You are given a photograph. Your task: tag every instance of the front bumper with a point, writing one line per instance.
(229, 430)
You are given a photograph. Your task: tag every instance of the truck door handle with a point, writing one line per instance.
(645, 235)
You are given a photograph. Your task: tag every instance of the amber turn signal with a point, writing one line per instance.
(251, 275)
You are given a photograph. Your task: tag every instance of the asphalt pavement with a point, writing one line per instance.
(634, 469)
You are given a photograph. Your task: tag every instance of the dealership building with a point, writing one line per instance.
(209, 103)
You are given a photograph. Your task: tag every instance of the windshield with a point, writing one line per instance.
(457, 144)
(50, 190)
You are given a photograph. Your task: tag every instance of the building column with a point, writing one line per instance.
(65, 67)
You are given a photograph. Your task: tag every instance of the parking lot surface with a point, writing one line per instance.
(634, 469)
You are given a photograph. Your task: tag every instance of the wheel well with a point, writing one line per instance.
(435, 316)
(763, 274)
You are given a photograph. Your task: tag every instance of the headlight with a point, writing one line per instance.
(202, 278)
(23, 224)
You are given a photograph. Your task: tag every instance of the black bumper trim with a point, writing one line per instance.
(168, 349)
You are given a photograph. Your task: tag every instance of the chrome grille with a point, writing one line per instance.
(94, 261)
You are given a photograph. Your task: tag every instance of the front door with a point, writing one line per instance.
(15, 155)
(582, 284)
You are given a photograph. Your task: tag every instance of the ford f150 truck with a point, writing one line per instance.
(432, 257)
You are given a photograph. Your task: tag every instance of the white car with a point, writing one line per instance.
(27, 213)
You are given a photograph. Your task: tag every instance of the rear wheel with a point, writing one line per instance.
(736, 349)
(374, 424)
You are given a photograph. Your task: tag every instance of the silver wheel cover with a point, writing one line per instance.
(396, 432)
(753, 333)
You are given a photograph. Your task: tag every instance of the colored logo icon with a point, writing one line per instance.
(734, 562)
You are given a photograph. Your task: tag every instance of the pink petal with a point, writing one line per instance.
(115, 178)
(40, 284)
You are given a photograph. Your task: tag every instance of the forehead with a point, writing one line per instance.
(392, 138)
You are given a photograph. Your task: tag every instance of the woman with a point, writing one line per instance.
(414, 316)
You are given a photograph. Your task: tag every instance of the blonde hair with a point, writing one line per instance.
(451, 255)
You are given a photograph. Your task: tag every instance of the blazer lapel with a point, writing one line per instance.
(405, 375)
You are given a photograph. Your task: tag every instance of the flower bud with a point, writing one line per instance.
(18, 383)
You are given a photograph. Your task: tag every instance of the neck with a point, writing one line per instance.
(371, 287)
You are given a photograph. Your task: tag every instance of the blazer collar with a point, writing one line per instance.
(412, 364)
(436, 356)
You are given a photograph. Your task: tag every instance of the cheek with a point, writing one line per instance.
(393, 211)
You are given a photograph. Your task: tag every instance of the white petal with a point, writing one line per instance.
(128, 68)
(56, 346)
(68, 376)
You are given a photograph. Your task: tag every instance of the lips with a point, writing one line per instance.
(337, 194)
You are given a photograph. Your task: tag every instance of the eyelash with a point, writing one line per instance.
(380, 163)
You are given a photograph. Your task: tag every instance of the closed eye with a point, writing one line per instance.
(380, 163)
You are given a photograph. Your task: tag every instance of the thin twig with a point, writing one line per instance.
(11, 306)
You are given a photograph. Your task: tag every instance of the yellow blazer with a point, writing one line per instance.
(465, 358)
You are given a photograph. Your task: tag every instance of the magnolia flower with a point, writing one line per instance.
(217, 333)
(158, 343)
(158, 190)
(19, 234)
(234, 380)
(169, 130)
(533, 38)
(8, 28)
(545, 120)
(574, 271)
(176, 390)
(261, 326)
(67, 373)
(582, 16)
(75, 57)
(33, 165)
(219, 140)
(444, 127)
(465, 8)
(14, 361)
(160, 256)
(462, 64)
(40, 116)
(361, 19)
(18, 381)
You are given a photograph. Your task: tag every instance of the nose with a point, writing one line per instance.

--- --- ---

REQUIREMENT
Exactly reproduce every line of the data above.

TASK OUTPUT
You are given a photograph. Your task: tag every instance of the front bumper with a point, writing one line per instance.
(229, 430)
You are given a photograph. Your task: tag every instance of the truck door handle with a point, writing one line per instance.
(645, 235)
You are given a photograph. Your task: tag every instance of the amber turn signal with a point, writing one line per instance.
(251, 275)
You are given a photograph. Your task: tag every instance of the asphalt pavement with a point, writing one line per instance.
(634, 469)
You are given a photograph. Your task: tag every instance of the dealership building with a point, writing one line per instance.
(209, 103)
You are given a photograph. Your task: tag every instance of the windshield with a point, writing one line per instance.
(457, 144)
(50, 190)
You are given a photograph. Your task: tag every instance of the building column with a point, writing one line per instance.
(65, 67)
You are given a photograph. Your task: tag every instance of the parking lot surface with a point, writing one line per instance.
(634, 469)
You are given a photograph. Your task: tag every instance of the wheel well with a point, writing one line per instance.
(435, 316)
(763, 274)
You are given a photograph. Your task: tag every instance of the headlight with a point, writing one line per instance.
(202, 278)
(23, 224)
You are given a photograph. Your task: tag every instance of the black bumper trim with a point, writing one line per instance.
(168, 349)
You are given a photograph. Your task: tag every instance of the chrome grille with a point, writing one line per instance.
(94, 261)
You are given a photograph. Your task: tag every instance of the front door with a point, writing one line per instance.
(15, 155)
(582, 284)
You are given a photograph. Your task: tag every instance of the ford f150 truck with a point, writing one line per instance.
(432, 257)
You are given a photograph. Your task: tag every instance of the white car with a point, writing one line per instance.
(27, 213)
You are given a photograph. Your task: tag every instance of the rear wheel with a point, writing one line per instance.
(736, 349)
(374, 424)
You are given a photograph. Your task: tag every instance of the silver wheel cover with a point, writing one line per instance.
(396, 432)
(753, 333)
You are given a photograph. Your task: tag every instance of the colored logo icon with a point, writing one line per instance.
(734, 562)
You are given a photograph. Your task: tag every instance of the pink petal with a point, writing one line per instance.
(115, 178)
(40, 284)
You are given a photograph. Your task: tag every instance of the forehead with a point, writing one line per instance.
(392, 138)
You are given a photograph. Your task: tag every instance of the woman with a point, writing one line per instance.
(414, 316)
You are given a photograph. Your task: tag every instance of the blonde hair with a point, writing one line per instance.
(451, 255)
You are given a photograph. Your task: tag every instance of the blazer lapel with a point, writing one line per instance.
(405, 375)
You are given a photograph. Your task: tag every instance of the flower bud with a point, writing one line per instance.
(18, 383)
You are given a photograph. Your task: tag every instance of the neck with a point, writing one line per instance.
(371, 287)
You are given a photograph. Your task: tag every instance of the blazer collar with a point, writing one line per instance.
(412, 364)
(436, 356)
You are given a photograph. Your task: tag every instance of the cheek with a point, writing one line per instance.
(393, 211)
You are given a photograph. Your task: tag every instance of the white petal with a point, writing one line per instance.
(128, 68)
(56, 346)
(68, 376)
You are given a photograph. Your task: tag every instance of the lips with a point, writing one line per instance.
(337, 194)
You are given a photograph. Your task: tag every instance of the eyelash with a point, writing one line per instance.
(380, 163)
You are given a photograph. Your task: tag every instance of the closed eye with a point, writing one line per instance.
(380, 163)
You are given a photograph. Your task: tag every instance of the thin twig with a point, writing one line per instance.
(11, 306)
You are given a photograph. Your task: tag every instance of the yellow blazer with a point, writing one line per instance.
(465, 358)
You are given a photograph. Your task: tag every instance of the magnolia flower with a point, writing one line per instance.
(217, 333)
(158, 343)
(158, 190)
(19, 234)
(234, 380)
(169, 130)
(533, 38)
(8, 28)
(545, 120)
(574, 271)
(176, 390)
(261, 326)
(67, 373)
(582, 16)
(75, 57)
(33, 165)
(219, 140)
(444, 127)
(465, 8)
(14, 361)
(160, 256)
(462, 64)
(40, 116)
(361, 19)
(18, 381)
You are given a photograph. Your task: tag every instance of the nose with a point, writing one line per instance.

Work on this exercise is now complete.